Listen Up, America

Listen Up, America
Kids Today Are Our Leaders Tomorrow

Tuesday, September 14, 2010

Side Effects

Side Effects

By

Thomas Carlucci


If you think watching the evening news is depressing, watch commercials for medications. I discovered while at a 45ยบ angle in my recliner, a score of different maladies that I never knew existed until a law was passed allowing these advertisements to educate me in my very own home during prime time.

For instance, you might be suffering from some obscure disease called Digititus Circle Reversal that causes your fingers to curl backwards. Well, taking medication X will fix that, but there are some side effects.

By taking medication X, you might suffer a side effect that causes spontaneous pregnancy, for instance. Perhaps you might find yourself consumed with the overwhelming desire to run onto the freeway during rush hour.

There’s more. You could be plagued with the worst case of runs you ever had, and you are confined to the john because you ran out of toilet paper and your spouse is at the supermarket buying every roll in the store.

Other side effects include hair growing out of your eye-balls, your ears drooping to your knees, or one butt cheek swelling to twice the size of the other.

···

▸ **EXERCISE DESCRIPTION**
Return the passage of the column on medication side effects starting with "For instance, you" and going on through "during rush hour.", copied word for word.

▸ **GIVEN DATA**
···

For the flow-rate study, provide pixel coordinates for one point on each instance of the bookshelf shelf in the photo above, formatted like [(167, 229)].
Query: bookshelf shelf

···

▸ **RESULT OF THIS EXERCISE**
For instance, you might be suffering from some obscure disease called Digititus Circle Reversal that causes your fingers to curl backwards. Well, taking medication X will fix that, but there are some side effects.

By taking medication X, you might suffer a side effect that causes spontaneous pregnancy, for instance. Perhaps you might find yourself consumed with the overwhelming desire to run onto the freeway during rush hour.